THE PROBLEM: Reproduce the records below, starting with the line containing "face stripe in" and going on through the line containing "pixel 863 451". Replace "The service" with "The tool" and leave everything else unchanged.

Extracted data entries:
(begin)
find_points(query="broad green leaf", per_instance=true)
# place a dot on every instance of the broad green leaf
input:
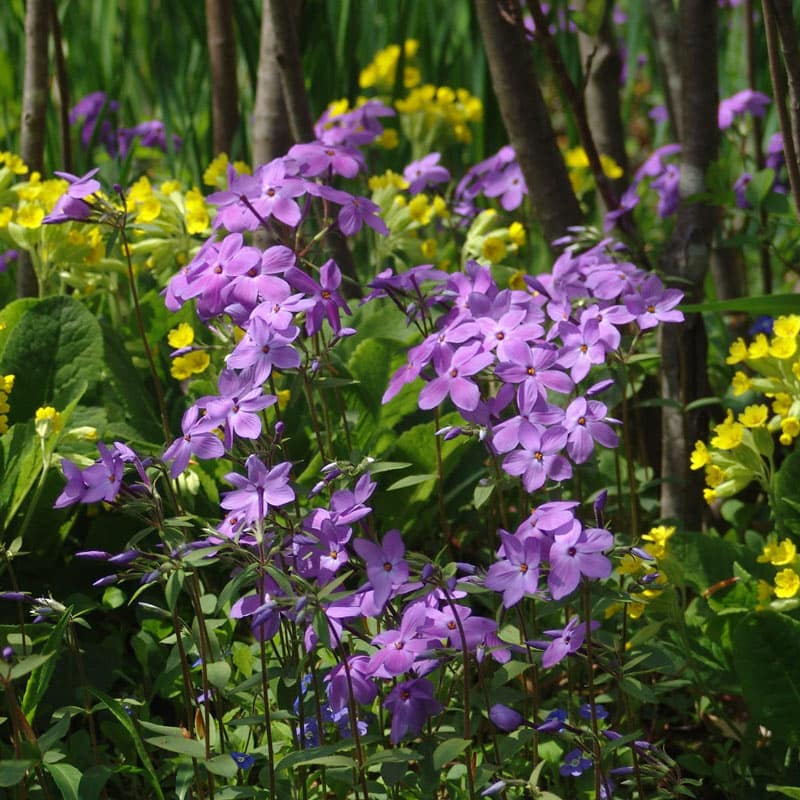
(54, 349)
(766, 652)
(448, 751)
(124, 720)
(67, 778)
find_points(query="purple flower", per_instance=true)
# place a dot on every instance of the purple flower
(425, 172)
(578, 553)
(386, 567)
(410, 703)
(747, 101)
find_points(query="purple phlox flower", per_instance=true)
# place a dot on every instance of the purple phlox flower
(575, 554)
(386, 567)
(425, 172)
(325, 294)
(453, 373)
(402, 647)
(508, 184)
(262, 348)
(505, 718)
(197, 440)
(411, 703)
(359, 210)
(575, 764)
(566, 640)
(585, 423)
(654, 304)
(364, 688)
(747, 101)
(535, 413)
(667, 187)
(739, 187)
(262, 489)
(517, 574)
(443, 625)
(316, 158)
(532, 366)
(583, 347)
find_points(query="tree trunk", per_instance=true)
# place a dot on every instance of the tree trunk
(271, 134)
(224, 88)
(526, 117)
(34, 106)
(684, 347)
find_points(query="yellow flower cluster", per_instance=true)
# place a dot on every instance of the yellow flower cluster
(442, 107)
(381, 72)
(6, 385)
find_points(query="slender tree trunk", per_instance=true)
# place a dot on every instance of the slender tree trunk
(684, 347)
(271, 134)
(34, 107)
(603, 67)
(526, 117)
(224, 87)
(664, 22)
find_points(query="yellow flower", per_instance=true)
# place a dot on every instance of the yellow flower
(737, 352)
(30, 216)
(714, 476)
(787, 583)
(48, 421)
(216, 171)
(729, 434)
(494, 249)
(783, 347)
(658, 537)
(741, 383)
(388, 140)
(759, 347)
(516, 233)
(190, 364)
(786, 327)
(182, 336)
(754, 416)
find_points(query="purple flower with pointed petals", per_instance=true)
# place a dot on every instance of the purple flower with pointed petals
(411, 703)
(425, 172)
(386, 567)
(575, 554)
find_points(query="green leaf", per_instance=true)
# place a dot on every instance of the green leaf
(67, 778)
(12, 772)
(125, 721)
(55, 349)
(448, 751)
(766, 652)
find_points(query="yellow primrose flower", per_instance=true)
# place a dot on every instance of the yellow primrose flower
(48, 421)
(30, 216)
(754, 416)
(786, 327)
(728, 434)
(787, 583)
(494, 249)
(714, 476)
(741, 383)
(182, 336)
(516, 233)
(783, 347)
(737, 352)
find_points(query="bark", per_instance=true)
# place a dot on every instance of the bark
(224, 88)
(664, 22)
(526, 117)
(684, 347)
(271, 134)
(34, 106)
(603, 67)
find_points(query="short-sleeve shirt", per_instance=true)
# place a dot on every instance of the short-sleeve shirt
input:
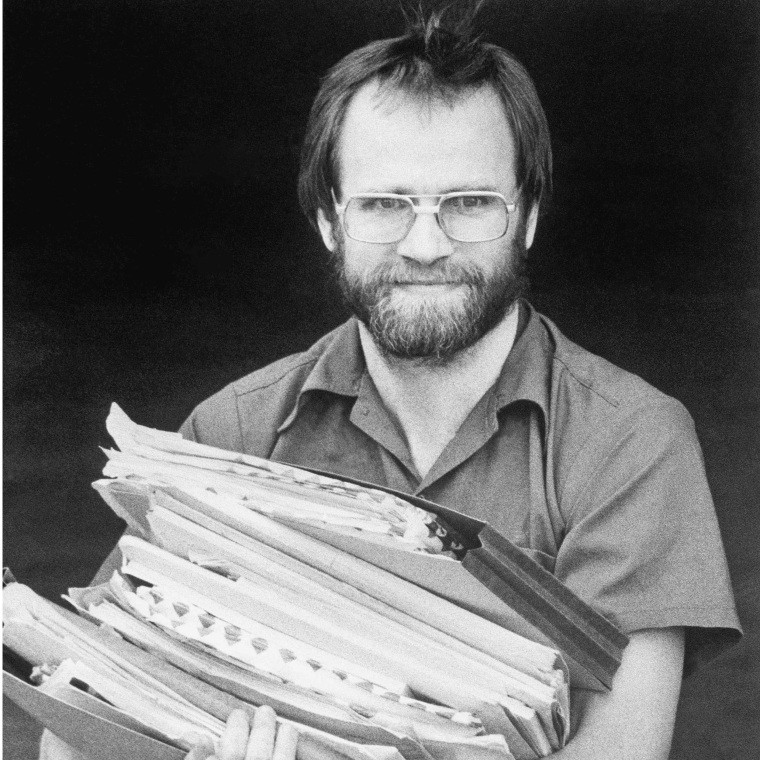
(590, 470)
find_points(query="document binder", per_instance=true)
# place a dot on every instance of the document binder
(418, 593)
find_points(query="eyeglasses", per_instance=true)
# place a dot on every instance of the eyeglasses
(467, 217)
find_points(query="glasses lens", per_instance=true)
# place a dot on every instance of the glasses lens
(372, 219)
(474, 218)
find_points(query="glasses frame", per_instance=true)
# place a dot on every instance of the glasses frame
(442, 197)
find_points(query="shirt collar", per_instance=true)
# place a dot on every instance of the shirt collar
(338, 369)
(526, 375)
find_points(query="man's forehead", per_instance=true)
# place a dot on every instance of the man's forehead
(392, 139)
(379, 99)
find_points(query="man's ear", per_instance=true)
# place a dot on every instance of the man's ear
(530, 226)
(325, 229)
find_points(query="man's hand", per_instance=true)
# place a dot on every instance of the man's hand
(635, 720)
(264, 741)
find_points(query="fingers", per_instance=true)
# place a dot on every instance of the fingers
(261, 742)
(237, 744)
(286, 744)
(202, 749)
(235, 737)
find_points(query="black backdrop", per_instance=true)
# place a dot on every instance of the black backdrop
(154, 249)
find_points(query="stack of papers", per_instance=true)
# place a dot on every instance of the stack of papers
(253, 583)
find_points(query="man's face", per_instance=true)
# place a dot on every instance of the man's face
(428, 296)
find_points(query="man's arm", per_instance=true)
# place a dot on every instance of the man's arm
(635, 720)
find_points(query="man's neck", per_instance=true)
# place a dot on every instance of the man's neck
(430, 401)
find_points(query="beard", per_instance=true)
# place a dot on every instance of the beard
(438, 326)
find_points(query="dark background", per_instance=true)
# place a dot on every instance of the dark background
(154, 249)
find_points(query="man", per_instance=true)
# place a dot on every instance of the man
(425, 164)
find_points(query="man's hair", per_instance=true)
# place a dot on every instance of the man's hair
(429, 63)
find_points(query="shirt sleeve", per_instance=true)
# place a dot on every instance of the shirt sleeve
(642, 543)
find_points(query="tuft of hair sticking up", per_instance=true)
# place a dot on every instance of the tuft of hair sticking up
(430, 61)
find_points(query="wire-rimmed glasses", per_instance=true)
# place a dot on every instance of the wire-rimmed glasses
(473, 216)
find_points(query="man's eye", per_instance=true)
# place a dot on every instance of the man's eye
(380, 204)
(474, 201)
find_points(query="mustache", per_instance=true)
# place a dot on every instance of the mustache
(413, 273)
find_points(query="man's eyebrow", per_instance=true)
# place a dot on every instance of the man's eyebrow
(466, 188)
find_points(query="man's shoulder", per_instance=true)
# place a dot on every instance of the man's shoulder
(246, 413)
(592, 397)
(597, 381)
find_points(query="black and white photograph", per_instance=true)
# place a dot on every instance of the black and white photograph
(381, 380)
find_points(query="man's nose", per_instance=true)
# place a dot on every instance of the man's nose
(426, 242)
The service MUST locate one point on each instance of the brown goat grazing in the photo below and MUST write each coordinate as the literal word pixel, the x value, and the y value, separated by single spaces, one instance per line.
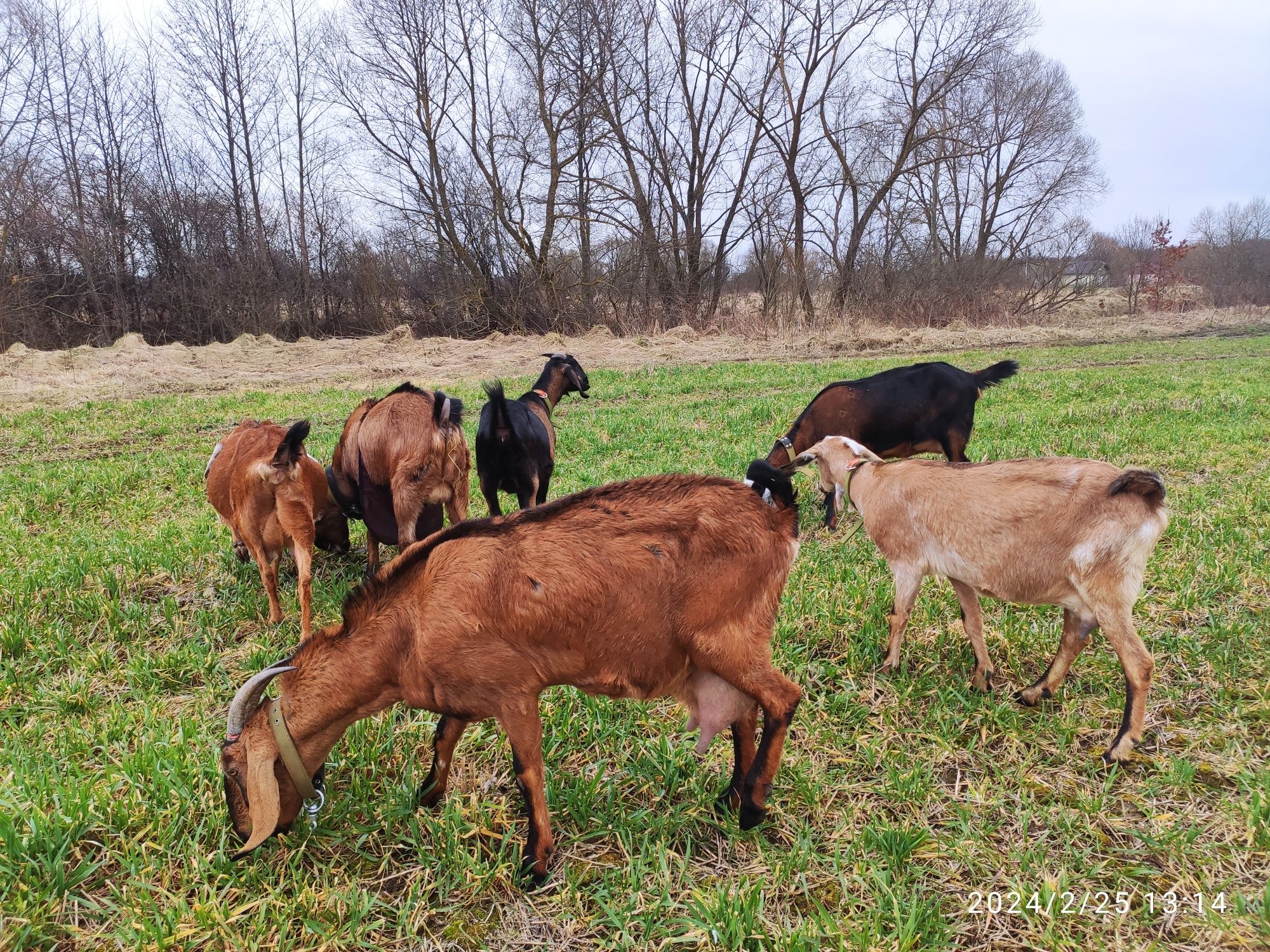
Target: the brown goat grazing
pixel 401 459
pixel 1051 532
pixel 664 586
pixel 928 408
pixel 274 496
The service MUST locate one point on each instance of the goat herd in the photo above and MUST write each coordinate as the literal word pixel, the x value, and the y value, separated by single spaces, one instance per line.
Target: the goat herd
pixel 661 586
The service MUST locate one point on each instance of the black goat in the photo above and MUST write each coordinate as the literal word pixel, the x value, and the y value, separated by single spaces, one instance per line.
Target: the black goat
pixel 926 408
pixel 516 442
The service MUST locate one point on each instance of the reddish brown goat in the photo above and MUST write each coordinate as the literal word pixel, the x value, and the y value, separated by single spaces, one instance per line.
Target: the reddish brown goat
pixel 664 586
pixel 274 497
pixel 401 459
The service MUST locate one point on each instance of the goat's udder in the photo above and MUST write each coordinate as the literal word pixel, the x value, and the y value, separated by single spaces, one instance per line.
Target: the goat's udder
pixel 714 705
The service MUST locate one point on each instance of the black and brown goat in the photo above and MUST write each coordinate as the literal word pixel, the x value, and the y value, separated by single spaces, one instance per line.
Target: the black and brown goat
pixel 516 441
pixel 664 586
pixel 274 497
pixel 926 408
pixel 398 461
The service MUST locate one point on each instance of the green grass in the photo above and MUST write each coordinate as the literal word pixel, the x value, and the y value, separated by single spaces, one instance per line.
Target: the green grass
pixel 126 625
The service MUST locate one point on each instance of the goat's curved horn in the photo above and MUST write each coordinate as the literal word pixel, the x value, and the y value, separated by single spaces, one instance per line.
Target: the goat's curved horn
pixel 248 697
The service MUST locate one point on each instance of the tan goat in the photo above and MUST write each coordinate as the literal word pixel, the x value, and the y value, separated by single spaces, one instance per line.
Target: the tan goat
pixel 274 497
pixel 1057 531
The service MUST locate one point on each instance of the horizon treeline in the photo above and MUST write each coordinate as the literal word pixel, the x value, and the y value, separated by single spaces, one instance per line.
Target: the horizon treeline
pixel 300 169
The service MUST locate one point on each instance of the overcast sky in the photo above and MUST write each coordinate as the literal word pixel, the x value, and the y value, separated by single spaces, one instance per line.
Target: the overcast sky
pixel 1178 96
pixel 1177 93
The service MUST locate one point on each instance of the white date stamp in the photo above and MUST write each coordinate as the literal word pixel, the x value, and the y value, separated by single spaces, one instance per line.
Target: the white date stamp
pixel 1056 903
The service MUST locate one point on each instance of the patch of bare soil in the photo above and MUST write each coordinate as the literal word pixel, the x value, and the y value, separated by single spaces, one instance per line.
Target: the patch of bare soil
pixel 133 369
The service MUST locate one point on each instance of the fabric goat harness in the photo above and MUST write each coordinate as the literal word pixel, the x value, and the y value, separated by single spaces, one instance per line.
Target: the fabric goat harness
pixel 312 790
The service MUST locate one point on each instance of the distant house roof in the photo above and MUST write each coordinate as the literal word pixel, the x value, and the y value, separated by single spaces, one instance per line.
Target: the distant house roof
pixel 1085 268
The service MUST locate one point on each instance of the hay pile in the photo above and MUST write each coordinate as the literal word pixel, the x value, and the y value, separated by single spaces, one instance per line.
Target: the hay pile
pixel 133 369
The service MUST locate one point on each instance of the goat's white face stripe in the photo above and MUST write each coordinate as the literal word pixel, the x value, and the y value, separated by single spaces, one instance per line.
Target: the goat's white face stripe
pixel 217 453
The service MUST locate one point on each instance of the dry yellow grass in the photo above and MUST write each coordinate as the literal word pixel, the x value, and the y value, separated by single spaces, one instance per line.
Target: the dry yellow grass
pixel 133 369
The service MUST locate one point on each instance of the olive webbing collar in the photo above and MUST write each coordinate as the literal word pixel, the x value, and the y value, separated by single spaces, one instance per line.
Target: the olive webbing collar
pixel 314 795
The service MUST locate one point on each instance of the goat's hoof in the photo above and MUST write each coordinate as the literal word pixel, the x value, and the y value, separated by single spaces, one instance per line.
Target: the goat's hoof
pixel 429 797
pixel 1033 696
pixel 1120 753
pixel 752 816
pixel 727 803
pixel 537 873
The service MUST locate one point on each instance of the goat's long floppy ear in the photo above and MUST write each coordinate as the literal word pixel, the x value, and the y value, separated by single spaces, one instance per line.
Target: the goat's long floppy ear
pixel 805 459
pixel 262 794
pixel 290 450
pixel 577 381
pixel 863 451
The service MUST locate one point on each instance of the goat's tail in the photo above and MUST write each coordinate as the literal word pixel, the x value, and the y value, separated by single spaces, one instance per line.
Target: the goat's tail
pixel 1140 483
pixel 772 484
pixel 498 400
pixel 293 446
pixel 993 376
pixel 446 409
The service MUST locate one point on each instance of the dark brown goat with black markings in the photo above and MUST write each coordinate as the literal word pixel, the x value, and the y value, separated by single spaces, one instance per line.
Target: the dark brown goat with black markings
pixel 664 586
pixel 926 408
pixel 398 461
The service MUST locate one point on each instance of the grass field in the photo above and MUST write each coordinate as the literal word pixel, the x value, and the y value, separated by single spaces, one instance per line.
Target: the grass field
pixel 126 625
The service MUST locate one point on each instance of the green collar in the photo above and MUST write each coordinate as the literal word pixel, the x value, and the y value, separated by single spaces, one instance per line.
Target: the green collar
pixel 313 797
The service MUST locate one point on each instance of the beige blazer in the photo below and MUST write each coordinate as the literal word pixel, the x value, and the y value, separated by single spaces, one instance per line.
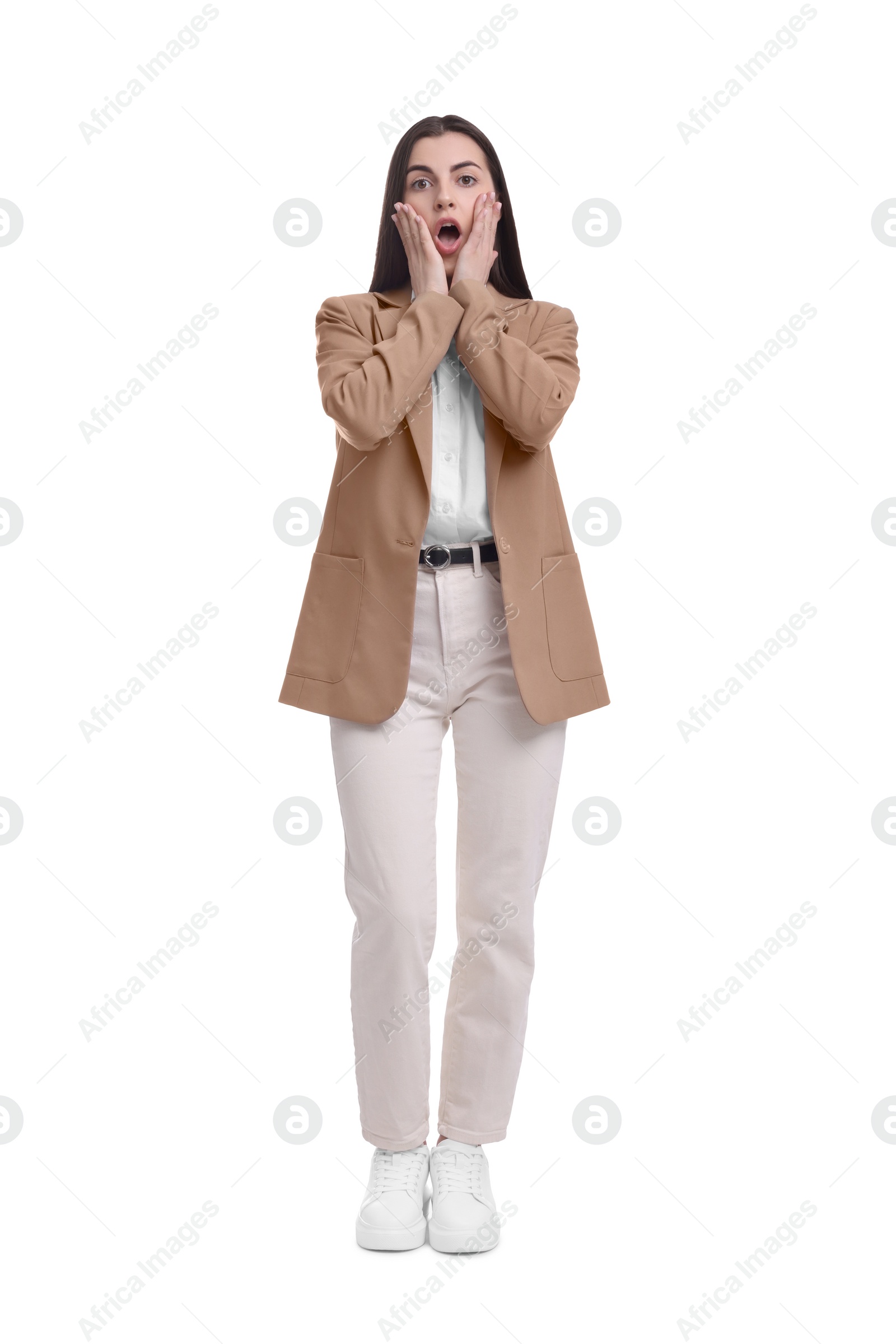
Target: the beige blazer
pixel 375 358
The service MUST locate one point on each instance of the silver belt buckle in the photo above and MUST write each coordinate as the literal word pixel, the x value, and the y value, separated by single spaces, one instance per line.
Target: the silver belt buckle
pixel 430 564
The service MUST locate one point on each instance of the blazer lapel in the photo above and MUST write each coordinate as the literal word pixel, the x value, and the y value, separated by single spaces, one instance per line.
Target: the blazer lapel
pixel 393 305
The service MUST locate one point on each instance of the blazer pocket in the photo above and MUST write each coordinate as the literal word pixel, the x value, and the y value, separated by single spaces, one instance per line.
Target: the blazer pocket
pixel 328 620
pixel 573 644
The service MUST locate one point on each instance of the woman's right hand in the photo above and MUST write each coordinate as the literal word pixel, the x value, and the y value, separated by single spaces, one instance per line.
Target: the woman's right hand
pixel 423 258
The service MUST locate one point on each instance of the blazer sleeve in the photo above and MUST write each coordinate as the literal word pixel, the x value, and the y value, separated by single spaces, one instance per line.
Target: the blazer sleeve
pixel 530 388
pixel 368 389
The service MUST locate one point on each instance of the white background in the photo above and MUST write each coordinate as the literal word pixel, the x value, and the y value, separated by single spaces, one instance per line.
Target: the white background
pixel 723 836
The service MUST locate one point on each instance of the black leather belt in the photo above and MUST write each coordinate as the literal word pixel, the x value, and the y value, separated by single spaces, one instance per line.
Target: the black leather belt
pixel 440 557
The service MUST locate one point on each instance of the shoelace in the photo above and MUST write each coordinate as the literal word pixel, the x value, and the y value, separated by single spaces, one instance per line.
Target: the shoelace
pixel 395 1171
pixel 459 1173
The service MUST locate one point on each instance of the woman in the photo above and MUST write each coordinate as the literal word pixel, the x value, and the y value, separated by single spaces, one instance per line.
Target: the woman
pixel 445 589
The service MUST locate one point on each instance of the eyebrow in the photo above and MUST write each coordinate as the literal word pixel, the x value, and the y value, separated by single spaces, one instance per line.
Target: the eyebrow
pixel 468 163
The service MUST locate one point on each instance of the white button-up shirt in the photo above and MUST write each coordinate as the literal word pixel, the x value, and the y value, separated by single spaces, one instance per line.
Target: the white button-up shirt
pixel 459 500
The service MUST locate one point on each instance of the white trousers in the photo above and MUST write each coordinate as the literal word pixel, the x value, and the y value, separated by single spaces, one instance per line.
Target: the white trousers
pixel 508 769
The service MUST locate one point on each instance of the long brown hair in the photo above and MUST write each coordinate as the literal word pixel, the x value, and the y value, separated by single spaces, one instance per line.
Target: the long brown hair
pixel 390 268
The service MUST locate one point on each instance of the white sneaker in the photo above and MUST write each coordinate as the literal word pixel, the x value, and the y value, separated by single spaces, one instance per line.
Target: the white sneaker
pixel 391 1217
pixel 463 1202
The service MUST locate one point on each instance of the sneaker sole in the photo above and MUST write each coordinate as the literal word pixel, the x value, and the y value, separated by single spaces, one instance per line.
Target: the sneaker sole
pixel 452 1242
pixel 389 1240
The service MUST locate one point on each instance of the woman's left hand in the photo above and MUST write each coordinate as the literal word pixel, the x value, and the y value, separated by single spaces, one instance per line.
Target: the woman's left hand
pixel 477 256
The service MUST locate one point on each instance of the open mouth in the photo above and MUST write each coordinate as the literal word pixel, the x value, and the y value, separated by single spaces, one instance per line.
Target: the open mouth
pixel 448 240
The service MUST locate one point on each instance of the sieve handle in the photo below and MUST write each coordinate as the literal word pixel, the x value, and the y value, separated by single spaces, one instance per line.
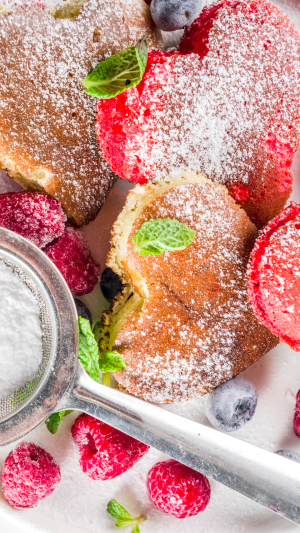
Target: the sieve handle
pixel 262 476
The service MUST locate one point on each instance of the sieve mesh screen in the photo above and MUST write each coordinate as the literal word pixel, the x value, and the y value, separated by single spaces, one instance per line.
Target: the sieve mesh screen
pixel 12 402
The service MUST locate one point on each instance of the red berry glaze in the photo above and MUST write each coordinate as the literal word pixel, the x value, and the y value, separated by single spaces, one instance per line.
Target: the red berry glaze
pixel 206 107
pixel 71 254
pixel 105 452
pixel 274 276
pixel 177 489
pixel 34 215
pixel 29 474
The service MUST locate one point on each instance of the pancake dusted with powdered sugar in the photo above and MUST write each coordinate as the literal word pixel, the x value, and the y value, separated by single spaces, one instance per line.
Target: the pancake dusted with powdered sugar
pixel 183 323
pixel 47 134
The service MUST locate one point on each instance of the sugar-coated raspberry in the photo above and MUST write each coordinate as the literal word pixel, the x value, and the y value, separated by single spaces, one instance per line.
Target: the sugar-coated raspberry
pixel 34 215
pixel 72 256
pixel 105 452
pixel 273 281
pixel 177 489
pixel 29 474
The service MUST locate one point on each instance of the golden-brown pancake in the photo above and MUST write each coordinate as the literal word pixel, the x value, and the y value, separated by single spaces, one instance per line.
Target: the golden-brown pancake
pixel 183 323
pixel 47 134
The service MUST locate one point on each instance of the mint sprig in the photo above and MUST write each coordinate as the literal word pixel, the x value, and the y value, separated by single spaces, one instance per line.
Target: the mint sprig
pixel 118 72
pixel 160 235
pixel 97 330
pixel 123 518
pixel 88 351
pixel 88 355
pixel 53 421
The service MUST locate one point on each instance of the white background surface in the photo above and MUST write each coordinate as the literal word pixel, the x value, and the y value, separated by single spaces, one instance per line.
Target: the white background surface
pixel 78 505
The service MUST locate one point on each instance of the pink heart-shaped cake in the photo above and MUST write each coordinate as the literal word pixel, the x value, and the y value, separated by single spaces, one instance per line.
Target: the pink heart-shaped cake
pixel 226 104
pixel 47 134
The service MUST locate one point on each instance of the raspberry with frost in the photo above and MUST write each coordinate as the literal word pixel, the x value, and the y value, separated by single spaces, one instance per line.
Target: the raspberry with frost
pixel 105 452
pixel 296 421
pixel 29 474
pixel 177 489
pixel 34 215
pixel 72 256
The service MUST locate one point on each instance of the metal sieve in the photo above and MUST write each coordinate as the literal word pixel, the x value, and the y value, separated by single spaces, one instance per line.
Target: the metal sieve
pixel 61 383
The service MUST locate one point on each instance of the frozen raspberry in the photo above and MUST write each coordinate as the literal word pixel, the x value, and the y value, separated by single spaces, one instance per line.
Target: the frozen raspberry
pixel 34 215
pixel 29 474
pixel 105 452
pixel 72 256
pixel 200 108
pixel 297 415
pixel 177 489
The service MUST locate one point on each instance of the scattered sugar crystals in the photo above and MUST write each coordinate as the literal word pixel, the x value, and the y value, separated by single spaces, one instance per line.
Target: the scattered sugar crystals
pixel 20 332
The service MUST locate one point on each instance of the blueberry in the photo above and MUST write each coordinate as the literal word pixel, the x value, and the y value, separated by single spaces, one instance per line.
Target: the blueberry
(end)
CORRECT OUTPUT:
The tool MUST locate one point on each instance of the goat's white face stripe in the photo above and MUST write each coordinate as the literal word pixel, the x value, and the y value, separated by single spaces, one instance per line.
Target: the goat's white face stripe
pixel 217 453
The tool MUST locate one point on each instance of the dry yellow grass in the photo above and MUST write each coordinate as the literal word pixel, the x value, and the y value, separated by single spaces, one instance per line.
Target: the dry yellow grass
pixel 133 369
The tool MUST locate one point on each instance of the olive webbing collar in the photo above and MUST write each coordinate as the literal word pixel, the x value, and the y value, separated by single spaces, one instance per line.
Target: the olive webbing collar
pixel 314 795
The tool MUST locate one point on each instance of the goat's hoof in the photo above and MUST write each coordinate as the literal word pixel, the x value, and the y value, separated by single spaces, one instance per line.
Target: the goat's hoof
pixel 429 797
pixel 1033 696
pixel 1120 753
pixel 752 816
pixel 727 803
pixel 537 873
The tool MUST locate one point on each instance of the goat's long floppy ear in the photo above and MUST write each coordinate as the literal word pixel, the x value, and the y value, separated by single spaces, one instance per line.
Target: the goat's long floppy ear
pixel 805 459
pixel 262 794
pixel 290 450
pixel 577 381
pixel 863 451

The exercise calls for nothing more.